Tujuan Tugas:
**a.** Menurut kutipan tentang asosiasi Islam di Linkoping, pada kesempatan salat apa saja jamaah membeludak hingga ke luar masjid?
**b.** Sebutkan semua bidang pendidikan yang disebut namanya dalam kutipan tentang asosiasi Islam di Linkoping.
**c.** Tuliskan lanjutan kutipan tentang asosiasi Islam di Linkoping, dimulai setelah kalimat terakhir yang tercantum.

Asosiasi ini juga menyelenggarakan pendidikan Alquran, bahasa Arab, pengetahuan Islam, dan banyak lagi; serta menyelenggarakan kuliah tentang berbagai mata pelajaran, program dan konferensi keluarga dan remaja.
Selain itu, Asosiasi ini membantu dengan bimbingan dalam berbagai masalah masyarakat melalui konseling keluarga serta konseling dalam masalah ekonomi dan hukum.
Jamaah Membeludak Hingga ke Luar Masjid
Pertambahan jumlah muslim yang sangat pesat, ternyata juga menimbulkan kekhawatiran bagi pemimpin Islam di Linkoping.
Terutama, karena ketika shalat Jumat, shalat tarawih, dan shalat dua hari raya, di mana jamaah membeludak hingga ke luar masjid.
Banyak jamaah harus melaksanakan salat di ruang publik, di tanah yang sebenarnya tidak dimiliki oleh asosiasi tersebut.

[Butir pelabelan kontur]
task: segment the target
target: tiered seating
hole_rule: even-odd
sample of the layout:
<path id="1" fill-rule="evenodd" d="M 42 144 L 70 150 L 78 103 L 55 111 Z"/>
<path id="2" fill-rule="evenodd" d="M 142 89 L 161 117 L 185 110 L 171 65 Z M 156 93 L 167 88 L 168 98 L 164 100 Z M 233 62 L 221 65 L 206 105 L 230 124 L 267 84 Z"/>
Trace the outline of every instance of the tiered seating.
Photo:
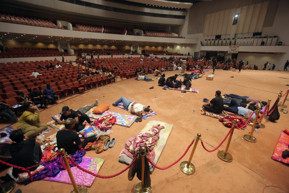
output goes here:
<path id="1" fill-rule="evenodd" d="M 44 20 L 40 19 L 21 17 L 15 15 L 1 14 L 0 21 L 14 23 L 18 24 L 28 25 L 34 26 L 39 26 L 45 27 L 50 27 L 56 29 L 63 29 L 63 26 L 58 26 L 51 21 Z"/>
<path id="2" fill-rule="evenodd" d="M 74 51 L 75 54 L 77 54 L 80 56 L 81 56 L 81 54 L 83 53 L 86 53 L 88 54 L 90 54 L 94 52 L 95 55 L 98 54 L 99 55 L 107 55 L 107 53 L 109 53 L 110 54 L 113 55 L 125 55 L 126 54 L 129 55 L 131 52 L 130 49 L 82 49 L 81 50 L 77 50 Z M 136 52 L 133 53 L 134 55 L 139 55 L 139 54 Z M 95 56 L 94 57 L 95 58 Z"/>
<path id="3" fill-rule="evenodd" d="M 144 32 L 144 36 L 151 37 L 174 37 L 175 38 L 182 38 L 182 36 L 175 36 L 172 34 L 164 31 L 145 31 Z"/>
<path id="4" fill-rule="evenodd" d="M 117 27 L 110 27 L 109 26 L 104 26 L 104 33 L 113 33 L 114 34 L 123 34 L 125 28 Z M 89 31 L 92 32 L 101 33 L 102 26 L 91 26 L 87 25 L 76 24 L 75 25 L 74 30 L 81 31 Z M 132 32 L 129 31 L 127 29 L 127 35 L 132 36 L 136 35 Z"/>
<path id="5" fill-rule="evenodd" d="M 167 52 L 161 50 L 146 50 L 145 52 L 151 53 L 154 55 L 178 55 L 178 53 L 175 52 Z"/>
<path id="6" fill-rule="evenodd" d="M 70 55 L 66 52 L 61 52 L 56 49 L 36 48 L 5 48 L 5 52 L 0 53 L 0 58 L 41 57 Z"/>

Jawaban:
**a.** Shalat Jumat, shalat tarawih, dan shalat dua hari raya.

**b.** Alquran, bahasa Arab, pengetahuan Islam

**c.**
Selain karena resiko shalat di tanah yang tidak dimiliki oleh asosiasi, karena ramainya jamaah, kondisi cuaca dan iklim yang seringkali ekstrem.
Hal ini kerap membuat pengelola masjid ini tidak mampu menyambut semua Muslim yang ingin hadir.
Solusinya sejauh ini adalah menyewa tempat yang besar dan luas.
Tapi, pemilihan aula semacam itu agak terbatas dan aksesibilitasnya, karena tergantung pada kebaikan pemiliknya.
“Aula yang pernah digunakan adalah pusat olahraga di Universitas Linköping, dan arena dalam ruangan yang digunakan untuk sepak bola selama musim dingin,” demikian tulis situs linkopingmoske.se.
Masih Berusaha Mendapatkan Izin
Selama bertahun-tahun, umat Islam Linköping secara aktif telah bekerja untuk mendapatkan izin untuk membangun masjid dan pusat budaya yang representatif di tanah mereka sendiri.
Untuk mencapai tujuan ini, komunitas muslim di sana sudah mendirikan sebuah yayasan yang diberi nama The Linköping Mosque Foundation (LIMS) atau Yayasan Masjid Linköping.
Masjid dan pusat budaya ini akan berfungsi sebagai tempat pertemuan bagi jemaah dan masyarakat sekitar.
Ambisinya, kompleks ini sekaligus akan berfungsi sebagai lembaga pendidikan bagi jemaah, dan lembaga pendidikan terbuka bagi siapa saja yang tertarik mempelajari Islam.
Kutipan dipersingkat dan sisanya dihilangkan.